◆ **Material shown**:
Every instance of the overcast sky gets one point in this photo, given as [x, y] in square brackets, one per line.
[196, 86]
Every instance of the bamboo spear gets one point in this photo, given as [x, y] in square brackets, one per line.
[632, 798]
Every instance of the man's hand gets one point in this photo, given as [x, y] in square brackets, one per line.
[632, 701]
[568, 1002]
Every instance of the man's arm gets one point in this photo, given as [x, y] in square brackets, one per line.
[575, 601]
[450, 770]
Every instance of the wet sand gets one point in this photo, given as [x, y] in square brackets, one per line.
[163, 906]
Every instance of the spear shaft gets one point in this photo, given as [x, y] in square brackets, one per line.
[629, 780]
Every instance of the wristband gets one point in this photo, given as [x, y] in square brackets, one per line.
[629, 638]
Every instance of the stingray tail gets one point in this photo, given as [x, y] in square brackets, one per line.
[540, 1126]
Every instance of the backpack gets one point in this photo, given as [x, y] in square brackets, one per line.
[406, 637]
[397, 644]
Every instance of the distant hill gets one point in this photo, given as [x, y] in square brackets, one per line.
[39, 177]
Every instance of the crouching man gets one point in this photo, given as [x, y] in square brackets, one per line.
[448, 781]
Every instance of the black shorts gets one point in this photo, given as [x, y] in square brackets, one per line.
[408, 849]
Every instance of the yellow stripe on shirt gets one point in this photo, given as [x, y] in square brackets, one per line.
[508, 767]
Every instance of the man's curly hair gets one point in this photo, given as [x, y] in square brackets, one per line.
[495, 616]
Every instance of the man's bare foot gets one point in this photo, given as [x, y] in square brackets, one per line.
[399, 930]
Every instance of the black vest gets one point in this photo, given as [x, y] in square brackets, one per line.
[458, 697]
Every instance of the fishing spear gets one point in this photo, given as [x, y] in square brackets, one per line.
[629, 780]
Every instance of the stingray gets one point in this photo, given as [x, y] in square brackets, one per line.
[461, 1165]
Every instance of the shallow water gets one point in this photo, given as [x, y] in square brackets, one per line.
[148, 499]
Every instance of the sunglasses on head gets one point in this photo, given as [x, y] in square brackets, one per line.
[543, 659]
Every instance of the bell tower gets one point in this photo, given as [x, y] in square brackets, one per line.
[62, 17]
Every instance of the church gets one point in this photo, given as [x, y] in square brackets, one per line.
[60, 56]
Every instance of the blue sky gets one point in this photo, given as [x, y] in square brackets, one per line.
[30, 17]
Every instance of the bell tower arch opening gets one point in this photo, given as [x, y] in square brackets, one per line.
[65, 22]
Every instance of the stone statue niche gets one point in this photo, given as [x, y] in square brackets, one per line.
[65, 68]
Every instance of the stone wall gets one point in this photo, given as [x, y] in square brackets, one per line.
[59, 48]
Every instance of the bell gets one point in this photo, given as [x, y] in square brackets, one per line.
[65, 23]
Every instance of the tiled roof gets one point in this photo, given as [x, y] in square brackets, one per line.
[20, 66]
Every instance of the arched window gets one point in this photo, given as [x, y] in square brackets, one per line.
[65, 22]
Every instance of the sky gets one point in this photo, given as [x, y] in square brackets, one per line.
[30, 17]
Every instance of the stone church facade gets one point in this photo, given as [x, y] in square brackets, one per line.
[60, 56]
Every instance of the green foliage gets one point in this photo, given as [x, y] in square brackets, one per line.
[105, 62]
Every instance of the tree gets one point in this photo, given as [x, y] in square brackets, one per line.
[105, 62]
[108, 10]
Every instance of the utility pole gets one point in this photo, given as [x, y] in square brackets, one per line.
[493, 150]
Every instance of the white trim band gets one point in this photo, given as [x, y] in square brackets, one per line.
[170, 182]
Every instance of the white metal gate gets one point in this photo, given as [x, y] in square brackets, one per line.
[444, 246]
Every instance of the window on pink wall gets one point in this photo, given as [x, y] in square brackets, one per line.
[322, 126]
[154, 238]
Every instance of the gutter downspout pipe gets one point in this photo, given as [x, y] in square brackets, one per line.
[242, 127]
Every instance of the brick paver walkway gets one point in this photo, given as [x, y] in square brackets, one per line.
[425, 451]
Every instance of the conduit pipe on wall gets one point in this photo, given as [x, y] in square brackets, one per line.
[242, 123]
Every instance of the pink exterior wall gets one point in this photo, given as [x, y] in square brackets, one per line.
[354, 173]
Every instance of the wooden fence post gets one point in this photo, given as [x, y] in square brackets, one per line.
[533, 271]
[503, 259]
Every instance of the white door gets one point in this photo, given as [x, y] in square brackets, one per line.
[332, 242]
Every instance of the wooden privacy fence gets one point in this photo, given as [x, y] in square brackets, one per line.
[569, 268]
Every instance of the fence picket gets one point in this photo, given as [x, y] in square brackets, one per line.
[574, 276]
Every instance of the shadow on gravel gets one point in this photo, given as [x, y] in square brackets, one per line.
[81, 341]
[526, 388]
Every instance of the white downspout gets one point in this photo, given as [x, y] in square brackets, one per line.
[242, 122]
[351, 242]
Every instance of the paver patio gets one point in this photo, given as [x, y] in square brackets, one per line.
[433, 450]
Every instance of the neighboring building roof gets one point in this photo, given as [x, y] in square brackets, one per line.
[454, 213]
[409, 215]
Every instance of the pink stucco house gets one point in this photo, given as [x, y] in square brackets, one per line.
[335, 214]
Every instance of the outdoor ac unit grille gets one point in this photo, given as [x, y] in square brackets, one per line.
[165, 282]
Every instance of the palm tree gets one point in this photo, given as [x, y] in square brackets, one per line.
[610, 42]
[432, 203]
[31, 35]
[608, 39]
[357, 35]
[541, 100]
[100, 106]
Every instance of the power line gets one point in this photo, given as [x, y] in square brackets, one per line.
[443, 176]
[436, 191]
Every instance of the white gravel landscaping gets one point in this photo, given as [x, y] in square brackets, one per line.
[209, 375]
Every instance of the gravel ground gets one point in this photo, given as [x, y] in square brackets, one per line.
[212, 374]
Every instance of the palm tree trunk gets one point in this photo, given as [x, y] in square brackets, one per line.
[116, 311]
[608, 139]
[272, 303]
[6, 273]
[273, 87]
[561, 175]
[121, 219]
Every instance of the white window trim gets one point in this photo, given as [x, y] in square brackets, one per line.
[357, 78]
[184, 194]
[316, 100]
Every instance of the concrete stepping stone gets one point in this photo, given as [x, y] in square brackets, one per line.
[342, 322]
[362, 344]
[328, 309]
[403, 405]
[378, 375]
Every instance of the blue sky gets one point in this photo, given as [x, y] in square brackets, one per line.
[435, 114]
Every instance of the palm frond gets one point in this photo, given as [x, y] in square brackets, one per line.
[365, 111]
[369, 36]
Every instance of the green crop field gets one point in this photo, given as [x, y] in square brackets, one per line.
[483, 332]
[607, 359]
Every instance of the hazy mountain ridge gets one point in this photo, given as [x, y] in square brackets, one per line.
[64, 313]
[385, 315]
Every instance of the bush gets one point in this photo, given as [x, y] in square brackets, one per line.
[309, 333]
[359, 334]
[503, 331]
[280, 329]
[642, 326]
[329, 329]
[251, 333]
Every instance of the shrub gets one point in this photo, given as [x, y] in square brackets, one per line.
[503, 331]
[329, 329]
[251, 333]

◆ **Exercise requirements**: Would you return all of the material exactly as written?

◆ **Task output**:
Every instance of the overcast sky gets one point in this photo, given as [x, y] in square brackets, one per line.
[196, 86]
Every instance of the bamboo spear gets one point in this photo, given as [x, y] in square brackets, one per line.
[632, 798]
Every instance of the man's hand gets one point in this photo, given as [x, y] in square brackets, one per line.
[632, 701]
[568, 1002]
Every instance of the man's arm gets one point in this photo, given as [x, y] in square brackets, one per line.
[575, 601]
[450, 770]
Every instance of the wet sand gets one point in this photo, given as [x, y] in square brackets, one per line.
[163, 906]
Every instance of the spear shaft gets one point in this photo, given as [x, y] in square brackets, one per line.
[629, 780]
Every instance of the wristband gets one point in this photo, given as [x, y] in square brackets, one per line.
[629, 638]
Every instance of the stingray tail gets one point in this photo, given as [x, y] in square brackets, one per line.
[540, 1126]
Every instance of the backpack gets one point in this photo, given as [x, y] in square brackets, one per line.
[406, 637]
[397, 644]
Every instance of the distant hill gets one point in this photo, given as [x, y] in square brackets, one per line.
[39, 177]
Every instance of the crouching man gets one point in this photo, given as [x, y] in square brackets, one per line.
[448, 781]
Every instance of the black shorts gets one point in this photo, given as [x, y] in square brackets, one per line.
[408, 849]
Every instance of the yellow stripe on shirt gets one point in this photo, given as [x, y] in square brackets, one per line.
[508, 767]
Every instance of the man's curly hair gets one point in this photo, given as [x, y] in square brackets, one per line.
[495, 616]
Every instance of the man's bare foot gets one point in this photo, given as [x, y] in square brackets, one per line.
[399, 930]
Every instance of the black vest gets one point in this photo, given as [x, y] in square brackets, one per line.
[458, 697]
Every instance of the fishing spear gets one point in this photo, given as [x, y] in square brackets, one per line.
[629, 780]
Every instance of the stingray gets one point in this photo, given as [x, y] in square brackets, one per line.
[461, 1165]
Every instance of the shallow water gets one point in this photo, given as [x, y] in square brackets, one per line.
[148, 499]
Every instance of the sunglasses on head gets one point in this photo, given as [x, y] in square brackets, one per line.
[543, 659]
Every instance of the bell tower gets one point in this photo, given as [x, y] in square brackets, one per line.
[62, 17]
Every instance of the church gets one point in this photo, given as [x, y] in square brackets, one per line.
[60, 56]
Every instance of the blue sky gets one point in this photo, given as [x, y] in square brackets, one per line.
[30, 17]
Every instance of the bell tower arch opening gets one point in this photo, given as [x, y] in square brackets, one per line.
[65, 22]
Every instance of the stone statue niche gets one point in this photo, given as [x, y] in square brackets, one per line.
[65, 68]
Every instance of the stone wall gets one point in this photo, given as [x, y] in square brackets, one per line.
[59, 48]
Every instance of the bell gets one point in this photo, given as [x, y] in square brackets, one per line.
[65, 23]
Every instance of the tiled roof gets one point in this photo, given as [x, y] in square brackets, one per line.
[20, 66]
Every instance of the arched window gets one point in this photo, given as [x, y] in square brackets, one per line.
[65, 22]
Every instance of the sky gets one point in this photo, given as [x, y] in square brackets, one per line.
[30, 17]
Every instance of the stone church facade gets one point in this photo, given as [x, y] in square brackets, one per line.
[60, 56]
Every instance of the green foliage gets one point in this photo, given as [x, y] in square brackets, one per line.
[105, 62]
Every instance of the tree gets one point in this photo, given as [x, y] in square brackets, one per line.
[105, 62]
[108, 10]
Every instance of the utility pole gets one point in this photo, given as [x, y] in square brackets, one per line.
[493, 150]
Every instance of the white trim band gets one point in this photo, given as [x, y] in square brackets, one per line.
[170, 182]
Every instance of the white metal gate gets one point in this photo, given as [x, y] in square brackets, one per line.
[444, 246]
Every instance of the window on pink wall gets one point in this photo, given as [x, y] in square brackets, one per line.
[322, 126]
[154, 238]
Every instance of the gutter downspout pipe gets one point in this photo, given as [x, y] in square brackets, one per line.
[242, 127]
Every instance of the brick paver walkway gets one point in this photo, given as [x, y] in square brackets, one per line.
[425, 451]
Every instance of the conduit pipe on wall gets one point in this photo, given as [x, y] in square brackets, one per line.
[242, 123]
Every instance of the pink exterior wall gets one point in this photo, given as [x, y] in square brackets, one per line.
[354, 173]
Every instance of the wooden fence post gets one point in this photo, given as [x, y] in square brackets, one per line.
[533, 271]
[503, 259]
Every instance of the white door gets one point in this photo, given as [x, y] in square brackets, one per line.
[332, 242]
Every instance of the wooden privacy fence gets one point in this photo, given as [x, y] in square brackets, one per line.
[569, 268]
Every instance of the fence picket gets one point in this photo, given as [x, y] in square brackets, one per line.
[574, 276]
Every instance of the shadow on gravel gets one point in this photo, given as [x, y] in square brackets, one per line.
[81, 341]
[526, 388]
Every instance of the white downspout gets one point in this photo, given as [x, y] in square brackets, one per line.
[242, 122]
[351, 242]
Every instance of the paver patio gets one point in this photo, given as [x, y] in square brackets, one per line.
[433, 450]
Every instance of the neighboring building roof gets one point in this photo, given as [x, y] in square brackets, one per line.
[454, 213]
[409, 215]
Every instance of the pink stucco house gets one point in this photo, given as [x, y] in square brackets, one per line.
[335, 214]
Every instance of the outdoor ac unit grille gets one point in this photo, given as [x, y] in square brackets, one per line.
[165, 282]
Every instance of the palm tree gets one point in this photo, given as [x, y] in square brackets, one per line.
[610, 42]
[432, 203]
[31, 35]
[608, 39]
[357, 35]
[541, 100]
[100, 106]
Every instance of the power line gets one point in this photo, given as [x, y] in square brackets, one per line.
[443, 176]
[436, 191]
Every instance of the white gravel landscaping gets one point in this photo, given as [x, y] in square brackets, one per line.
[209, 375]
Every instance of the gravel ground gets one point in this photo, given as [x, y] in square brackets, one per line.
[212, 374]
Every instance of the palm tree trunk gets one point in this photo, given as [x, y] in square brackets, one per line.
[116, 311]
[608, 139]
[272, 303]
[6, 273]
[273, 87]
[561, 175]
[121, 219]
Every instance of the white window trim gets one point in this photo, given as [x, y] in square brackets, one per line.
[357, 78]
[184, 194]
[316, 100]
Every instance of the concrete stepping stone gets one point in this photo, given as [x, y] in square brackets, one per line.
[342, 322]
[362, 344]
[328, 309]
[403, 405]
[378, 375]
Every instance of the blue sky gets one point in this photo, given as [x, y] in square brackets, one per line.
[435, 114]
Every instance of the palm frond gets one point in this photo, given as [x, y] in square brackets, one per line.
[365, 111]
[369, 36]
Every instance of the green crop field gets one point in this photo, given as [x, y] in square brackets, one per line.
[483, 332]
[607, 359]
Every instance of the hazy mountain ridge gets one point in this photo, given as [x, y] in square brackets, one per line.
[64, 313]
[385, 315]
Every instance of the bush gets one point in this photo, given as [x, y] in square brackets, one per line.
[309, 333]
[359, 334]
[503, 331]
[280, 329]
[642, 326]
[329, 329]
[251, 333]
Every instance of the shrub gets one point in this photo, given as [x, y] in square brackets, one per line.
[503, 331]
[329, 329]
[251, 333]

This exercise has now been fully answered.